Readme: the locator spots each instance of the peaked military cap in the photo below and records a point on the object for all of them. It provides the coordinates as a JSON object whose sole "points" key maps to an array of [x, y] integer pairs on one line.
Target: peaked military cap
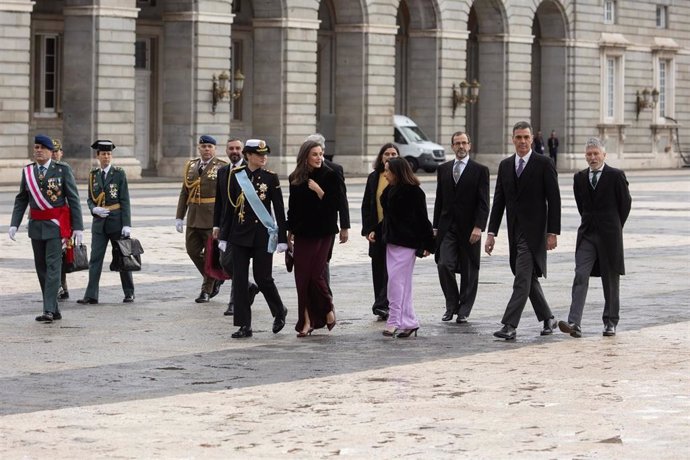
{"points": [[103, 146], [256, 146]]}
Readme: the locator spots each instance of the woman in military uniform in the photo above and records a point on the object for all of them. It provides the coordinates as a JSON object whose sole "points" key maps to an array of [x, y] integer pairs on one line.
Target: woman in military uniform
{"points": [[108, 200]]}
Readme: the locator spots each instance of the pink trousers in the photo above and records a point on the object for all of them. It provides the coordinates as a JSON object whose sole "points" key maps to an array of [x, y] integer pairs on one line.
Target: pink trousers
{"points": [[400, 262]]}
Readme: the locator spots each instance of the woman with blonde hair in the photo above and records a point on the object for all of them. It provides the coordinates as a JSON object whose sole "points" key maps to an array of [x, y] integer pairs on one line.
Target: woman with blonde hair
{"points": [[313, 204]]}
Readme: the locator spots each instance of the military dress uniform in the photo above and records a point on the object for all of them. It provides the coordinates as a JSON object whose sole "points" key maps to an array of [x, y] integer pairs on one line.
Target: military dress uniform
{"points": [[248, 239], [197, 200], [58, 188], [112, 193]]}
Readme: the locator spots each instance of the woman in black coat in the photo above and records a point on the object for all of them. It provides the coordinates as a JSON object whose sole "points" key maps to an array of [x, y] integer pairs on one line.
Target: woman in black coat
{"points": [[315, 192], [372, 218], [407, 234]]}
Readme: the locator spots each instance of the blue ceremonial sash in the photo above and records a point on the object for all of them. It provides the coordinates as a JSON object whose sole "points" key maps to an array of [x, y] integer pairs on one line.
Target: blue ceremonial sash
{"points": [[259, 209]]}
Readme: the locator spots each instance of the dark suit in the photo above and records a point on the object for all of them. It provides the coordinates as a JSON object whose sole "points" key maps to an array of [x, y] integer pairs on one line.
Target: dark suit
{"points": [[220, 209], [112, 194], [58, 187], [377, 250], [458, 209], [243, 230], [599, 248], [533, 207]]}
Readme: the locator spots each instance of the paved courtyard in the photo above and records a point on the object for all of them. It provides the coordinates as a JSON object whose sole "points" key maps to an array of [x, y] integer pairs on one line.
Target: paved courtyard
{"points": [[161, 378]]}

====================

What is required: Quote the data exactly, leaving every image out of the copy.

Expected answer:
Readme: the locator spots each instance of the peaked military cap in the photo below and records a point on the object for all of them. It provides the coordinates as a JSON object whose sole "points" key maps to an array of [x, y] integer pairs on one line.
Target: peaked military cap
{"points": [[103, 146], [256, 146]]}
Readme: the locator spots each instance of the woman in military uniform in the photo above and records a point on the object for all of them. It provides the coordinates as a JSON object whose sole "points" key maps to an array of [x, y] integer pairs on one line.
Target: woman in military uniform
{"points": [[108, 200]]}
Readme: the locator spots each instance of the pink trousers in the photo above and records a point on the object for all of them. It provides the coordinates as a JSON object whose sole "points" key maps to an array of [x, y] integer pairs on one line.
Target: pink trousers
{"points": [[400, 262]]}
Readme: the locator spots each instance of the woman with blonde hair in the photo above and records a point on the object for all of them. It provides the coordinates as a JSON object whose sole "points" key maps to an array of [x, y] integer pairs on one line.
Target: woman with blonde hair
{"points": [[313, 204]]}
Readme: the locator spots each instance of the military dress uniform in the photo above and records a point on the object for all of them. It provides the coordinates as a JSON object whose sole "points" key maps to an array of [x, y] integer pairs on one line.
Target: military dress uniform
{"points": [[248, 239], [197, 200], [58, 188], [112, 193]]}
Readme: the locator spots each instance of the woman in black coat in the photo above and records a point on the object for all of them. It provides the coordinates as a JSON object whose sole "points" key maps to an array of [x, y] integer pairs on one line.
Target: woman in black coat
{"points": [[315, 192], [372, 218], [407, 234]]}
Readme: the locator spots each instance of the blue ceremonial sash in the photo above and records a point on the object for all of them. It provides the coordinates as a JSON object whose sole "points" key maps to an array of [x, y] integer pairs on one line.
Target: blue ceremonial sash
{"points": [[259, 209]]}
Readme: the locator spots each instance of the dark suit in the photo above and records a point on the object for all of them. It provides the coordinates as a JSON object whose sole "points" key maps to an array of [x, y] integer pairs on one line.
Target: dark suit
{"points": [[220, 209], [112, 194], [58, 187], [377, 250], [458, 209], [243, 230], [599, 248], [533, 207]]}
Readme: the locator spots each instance of the paved courtyard in the photo above and records a point on the object for all of them. It provides the coordinates as a JSON object whose sole "points" key maps to an array of [x, y] integer pairs on one line.
Target: paved courtyard
{"points": [[161, 378]]}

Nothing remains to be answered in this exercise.